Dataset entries
┌────────
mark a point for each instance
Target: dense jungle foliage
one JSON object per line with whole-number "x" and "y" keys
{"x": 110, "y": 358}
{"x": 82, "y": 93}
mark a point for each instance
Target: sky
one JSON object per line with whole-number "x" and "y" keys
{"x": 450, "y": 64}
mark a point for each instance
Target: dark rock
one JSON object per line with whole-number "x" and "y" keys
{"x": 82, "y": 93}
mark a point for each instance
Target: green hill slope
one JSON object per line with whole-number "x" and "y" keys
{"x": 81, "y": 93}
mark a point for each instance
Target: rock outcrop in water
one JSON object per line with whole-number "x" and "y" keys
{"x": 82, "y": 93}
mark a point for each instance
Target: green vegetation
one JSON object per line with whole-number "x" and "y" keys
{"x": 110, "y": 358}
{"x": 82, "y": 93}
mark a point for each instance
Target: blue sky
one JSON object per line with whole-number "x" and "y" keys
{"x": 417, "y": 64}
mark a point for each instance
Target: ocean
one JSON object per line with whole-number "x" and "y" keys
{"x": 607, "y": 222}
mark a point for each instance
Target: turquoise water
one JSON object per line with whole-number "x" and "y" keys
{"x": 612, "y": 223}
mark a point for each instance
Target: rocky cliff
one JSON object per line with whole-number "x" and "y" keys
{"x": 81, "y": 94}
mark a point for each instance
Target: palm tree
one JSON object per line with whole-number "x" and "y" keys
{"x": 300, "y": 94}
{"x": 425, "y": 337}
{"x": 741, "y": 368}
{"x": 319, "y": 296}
└────────
## What this task involves:
Please turn every line of the listing above into a Markdown table with the columns "Row" and "Line", numbering the rows and skipping blank lines.

## Exercise solution:
| Row | Line |
|---|---|
| 1 | mark a point for each instance |
| 2 | Target: dense jungle foliage |
| 3 | one JSON object per line with whole-number "x" and "y" keys |
| 4 | {"x": 110, "y": 358} |
| 5 | {"x": 82, "y": 93} |
| 6 | mark a point for each instance |
| 7 | Target: sky |
| 8 | one JSON object per line with whole-number "x" and "y" keys |
| 9 | {"x": 450, "y": 64} |
| 10 | mark a point for each instance |
| 11 | Target: dark rock |
| 12 | one JSON object per line with whole-number "x" and "y" keys |
| 13 | {"x": 82, "y": 93} |
| 14 | mark a point for each instance |
| 15 | Target: green hill slope |
| 16 | one JSON object per line with whole-number "x" and "y" keys |
| 17 | {"x": 81, "y": 93} |
| 18 | mark a point for each instance |
| 19 | Target: rock outcrop in water |
| 20 | one JSON object per line with whole-number "x" and "y" keys |
| 21 | {"x": 82, "y": 93} |
| 22 | mark a point for each instance |
| 23 | Target: green vegetation |
| 24 | one JSON object per line with whole-number "x" and "y" keys |
| 25 | {"x": 110, "y": 358} |
| 26 | {"x": 82, "y": 93} |
| 27 | mark a point for each instance |
| 28 | Target: blue sky |
| 29 | one JSON object per line with whole-number "x" and "y" keys |
| 30 | {"x": 417, "y": 64} |
| 31 | mark a point for each instance |
| 32 | Target: ocean |
| 33 | one JSON object per line with whole-number "x" and "y" keys |
| 34 | {"x": 607, "y": 222} |
| 35 | mark a point for each instance |
| 36 | Target: turquoise water |
| 37 | one JSON object per line with whole-number "x" and "y" keys |
| 38 | {"x": 612, "y": 223} |
| 39 | mark a point for each instance |
| 40 | Target: rocky cliff |
| 41 | one JSON object per line with whole-number "x" and "y" keys |
| 42 | {"x": 81, "y": 94} |
| 43 | mark a point for each instance |
| 44 | Target: palm tree |
| 45 | one JSON object per line with whole-number "x" and "y" keys |
| 46 | {"x": 300, "y": 94} |
| 47 | {"x": 425, "y": 337} |
| 48 | {"x": 741, "y": 368} |
| 49 | {"x": 319, "y": 296} |